PASSAGE SHOWN:
Between the engine and the tires, Yamaha’s On-Command 4WD provides a selectable 2WD/4WD system with front diff-lock only when you think you need it. For 2016 the CV joints have been beefed up for even more strength, although we have never heard of one breaking during normal use. For traction, the Grizzly is equipped with 26/12-inch Maxxis tires exclusively spec’d by the Yamaha R&D team.

On smooth trails the Grizzly 700, with its new DOHC engine, rips as fast as we want to go on any 4×4. Steering is more precise and body roll is reduced over last year’s model.

BIG CHASSIS CHANGES
To house the larger engine Yamaha built a new frame mount, incorporating last year’s great new suspension system, and covered it all with more aggressive bodywork. Again, the suspension system uses independent A-arms on all four corners. Up front 7.6 inches of travel is provided via five-way preload-adjustable shocks. Out back wheel travel is increased to 9.1 inches, and again five preload settings are provided depending on your specific needs. At the outer edge of those A-arms disc brakes are used. Ground clearance measures 11.3 inches, and the curb weight jumps slightly to 692 pounds.

TO DO: From the Grizzly 700 review above, print the passage between "Between the engine" and "last year’s model.", inclusive.

MATERIAL PROVIDED:
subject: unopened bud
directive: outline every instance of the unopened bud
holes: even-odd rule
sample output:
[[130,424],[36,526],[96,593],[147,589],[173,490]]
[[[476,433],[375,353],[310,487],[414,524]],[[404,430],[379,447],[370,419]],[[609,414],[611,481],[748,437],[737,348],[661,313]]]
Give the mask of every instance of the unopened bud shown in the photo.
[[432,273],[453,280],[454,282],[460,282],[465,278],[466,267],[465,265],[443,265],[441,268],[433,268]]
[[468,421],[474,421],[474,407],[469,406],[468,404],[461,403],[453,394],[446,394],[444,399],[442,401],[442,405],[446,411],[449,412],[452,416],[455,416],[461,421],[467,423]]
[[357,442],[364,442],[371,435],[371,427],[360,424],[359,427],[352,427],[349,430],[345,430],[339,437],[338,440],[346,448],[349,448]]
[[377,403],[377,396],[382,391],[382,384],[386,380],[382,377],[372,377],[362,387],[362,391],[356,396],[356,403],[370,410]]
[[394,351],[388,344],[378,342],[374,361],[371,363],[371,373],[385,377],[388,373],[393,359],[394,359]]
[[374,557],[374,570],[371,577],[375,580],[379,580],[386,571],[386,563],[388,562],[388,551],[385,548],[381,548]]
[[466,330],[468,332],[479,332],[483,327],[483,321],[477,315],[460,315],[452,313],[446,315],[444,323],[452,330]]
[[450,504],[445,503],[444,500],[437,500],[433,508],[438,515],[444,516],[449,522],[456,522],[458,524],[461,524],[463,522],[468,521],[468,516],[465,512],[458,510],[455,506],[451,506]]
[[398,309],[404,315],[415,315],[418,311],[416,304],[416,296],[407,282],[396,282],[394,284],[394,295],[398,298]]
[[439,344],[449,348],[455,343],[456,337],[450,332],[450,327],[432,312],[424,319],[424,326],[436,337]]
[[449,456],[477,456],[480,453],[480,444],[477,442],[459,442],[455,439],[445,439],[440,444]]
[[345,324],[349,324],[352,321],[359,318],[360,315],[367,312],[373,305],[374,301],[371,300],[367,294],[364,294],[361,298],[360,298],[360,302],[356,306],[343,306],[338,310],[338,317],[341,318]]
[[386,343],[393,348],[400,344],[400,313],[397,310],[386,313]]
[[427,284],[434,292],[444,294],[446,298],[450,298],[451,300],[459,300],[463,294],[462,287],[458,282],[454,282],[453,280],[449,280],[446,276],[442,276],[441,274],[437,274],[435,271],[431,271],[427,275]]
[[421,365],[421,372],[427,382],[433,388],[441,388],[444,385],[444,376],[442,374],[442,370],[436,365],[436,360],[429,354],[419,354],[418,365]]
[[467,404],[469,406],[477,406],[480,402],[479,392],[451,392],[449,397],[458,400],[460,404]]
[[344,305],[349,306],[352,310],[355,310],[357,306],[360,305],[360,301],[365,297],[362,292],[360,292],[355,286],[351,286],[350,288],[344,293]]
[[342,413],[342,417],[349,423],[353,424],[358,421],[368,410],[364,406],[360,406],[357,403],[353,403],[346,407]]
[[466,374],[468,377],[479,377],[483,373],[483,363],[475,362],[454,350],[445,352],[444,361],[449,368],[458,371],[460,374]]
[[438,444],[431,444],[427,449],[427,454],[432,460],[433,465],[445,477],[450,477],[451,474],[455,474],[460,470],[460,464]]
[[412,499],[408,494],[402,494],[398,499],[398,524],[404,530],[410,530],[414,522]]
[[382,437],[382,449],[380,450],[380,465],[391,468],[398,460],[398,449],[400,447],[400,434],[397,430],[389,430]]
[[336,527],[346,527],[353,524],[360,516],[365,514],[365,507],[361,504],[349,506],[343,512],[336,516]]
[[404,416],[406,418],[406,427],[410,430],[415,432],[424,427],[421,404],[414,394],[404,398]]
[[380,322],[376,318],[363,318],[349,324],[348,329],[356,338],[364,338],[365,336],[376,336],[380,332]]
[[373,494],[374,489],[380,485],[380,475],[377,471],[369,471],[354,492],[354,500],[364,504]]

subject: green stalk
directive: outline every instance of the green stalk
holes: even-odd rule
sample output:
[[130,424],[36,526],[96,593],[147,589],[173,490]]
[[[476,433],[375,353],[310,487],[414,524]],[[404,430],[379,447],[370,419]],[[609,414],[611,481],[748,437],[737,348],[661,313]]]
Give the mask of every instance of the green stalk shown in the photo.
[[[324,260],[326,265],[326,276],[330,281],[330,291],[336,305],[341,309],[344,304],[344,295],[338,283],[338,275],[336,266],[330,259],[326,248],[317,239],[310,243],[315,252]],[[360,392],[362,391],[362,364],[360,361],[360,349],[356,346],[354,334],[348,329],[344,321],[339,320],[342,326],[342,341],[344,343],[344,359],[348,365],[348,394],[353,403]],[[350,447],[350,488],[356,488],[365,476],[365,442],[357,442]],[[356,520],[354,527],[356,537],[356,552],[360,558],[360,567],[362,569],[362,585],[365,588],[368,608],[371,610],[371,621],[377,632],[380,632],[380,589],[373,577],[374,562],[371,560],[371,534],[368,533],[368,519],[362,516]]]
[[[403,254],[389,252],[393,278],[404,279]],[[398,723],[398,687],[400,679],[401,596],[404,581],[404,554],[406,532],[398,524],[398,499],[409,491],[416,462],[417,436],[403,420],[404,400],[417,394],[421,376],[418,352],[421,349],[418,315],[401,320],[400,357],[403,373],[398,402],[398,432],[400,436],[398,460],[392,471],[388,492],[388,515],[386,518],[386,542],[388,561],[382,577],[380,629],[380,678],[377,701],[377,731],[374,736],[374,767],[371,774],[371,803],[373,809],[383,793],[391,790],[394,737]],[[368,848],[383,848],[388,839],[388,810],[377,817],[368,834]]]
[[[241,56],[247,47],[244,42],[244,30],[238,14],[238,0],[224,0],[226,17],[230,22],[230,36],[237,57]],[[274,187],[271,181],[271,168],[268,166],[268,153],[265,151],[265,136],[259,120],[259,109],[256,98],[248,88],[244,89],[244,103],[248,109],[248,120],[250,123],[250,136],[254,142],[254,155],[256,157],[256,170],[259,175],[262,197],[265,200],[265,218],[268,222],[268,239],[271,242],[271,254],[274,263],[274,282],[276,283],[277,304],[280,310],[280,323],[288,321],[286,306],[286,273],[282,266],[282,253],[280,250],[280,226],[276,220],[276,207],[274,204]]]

PROBLEM SOLUTION:
Between the engine and the tires, Yamaha’s On-Command 4WD provides a selectable 2WD/4WD system with front diff-lock only when you think you need it. For 2016 the CV joints have been beefed up for even more strength, although we have never heard of one breaking during normal use. For traction, the Grizzly is equipped with 26/12-inch Maxxis tires exclusively spec’d by the Yamaha R&D team.

On smooth trails the Grizzly 700, with its new DOHC engine, rips as fast as we want to go on any 4×4. Steering is more precise and body roll is reduced over last year’s model.